▸ WRITTEN EXERCISE
Lay out everything from the row containing "Where can you spot the wall-hung" down to the last of the rows as a Markdown table with the columns Nr and Entry. Give each line its own number under Nr, and leave out any blank lines.
— START EXTRACTED DATA —
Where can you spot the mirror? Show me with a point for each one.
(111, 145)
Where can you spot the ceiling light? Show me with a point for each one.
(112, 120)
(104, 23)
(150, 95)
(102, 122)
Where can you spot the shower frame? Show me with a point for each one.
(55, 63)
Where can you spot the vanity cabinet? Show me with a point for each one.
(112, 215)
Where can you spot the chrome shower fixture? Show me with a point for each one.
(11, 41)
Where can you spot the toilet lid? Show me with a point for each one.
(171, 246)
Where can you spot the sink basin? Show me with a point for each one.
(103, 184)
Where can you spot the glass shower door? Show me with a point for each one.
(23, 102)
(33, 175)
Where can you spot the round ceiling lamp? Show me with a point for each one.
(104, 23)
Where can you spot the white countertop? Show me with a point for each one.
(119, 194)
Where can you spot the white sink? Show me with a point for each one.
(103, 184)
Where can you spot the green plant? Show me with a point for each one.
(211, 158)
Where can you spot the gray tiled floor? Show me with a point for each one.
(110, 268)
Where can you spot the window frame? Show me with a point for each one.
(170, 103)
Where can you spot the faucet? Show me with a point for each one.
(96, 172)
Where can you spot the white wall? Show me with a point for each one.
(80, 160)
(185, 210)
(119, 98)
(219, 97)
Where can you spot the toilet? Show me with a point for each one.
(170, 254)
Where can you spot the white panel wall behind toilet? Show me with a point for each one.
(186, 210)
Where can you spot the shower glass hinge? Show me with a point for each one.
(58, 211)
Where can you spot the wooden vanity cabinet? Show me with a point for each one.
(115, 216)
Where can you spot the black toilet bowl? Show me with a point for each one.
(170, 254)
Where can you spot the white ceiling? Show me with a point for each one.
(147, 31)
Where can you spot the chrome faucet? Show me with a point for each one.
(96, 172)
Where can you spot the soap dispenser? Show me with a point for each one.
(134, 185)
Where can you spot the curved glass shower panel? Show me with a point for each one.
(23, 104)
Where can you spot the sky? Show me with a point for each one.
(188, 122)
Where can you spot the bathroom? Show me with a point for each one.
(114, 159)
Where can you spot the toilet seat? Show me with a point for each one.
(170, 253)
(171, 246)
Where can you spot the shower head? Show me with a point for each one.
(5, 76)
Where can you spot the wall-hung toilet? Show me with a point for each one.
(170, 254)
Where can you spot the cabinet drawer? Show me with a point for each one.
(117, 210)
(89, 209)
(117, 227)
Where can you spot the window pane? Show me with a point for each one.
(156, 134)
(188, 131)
— END EXTRACTED DATA —
▸ WRITTEN SOLUTION
| Nr | Entry |
|---|---|
| 1 | Where can you spot the wall-hung toilet? Show me with a point for each one. |
| 2 | (170, 254) |
| 3 | Where can you spot the cabinet drawer? Show me with a point for each one. |
| 4 | (117, 210) |
| 5 | (89, 209) |
| 6 | (117, 227) |
| 7 | Where can you spot the window pane? Show me with a point for each one. |
| 8 | (156, 134) |
| 9 | (188, 131) |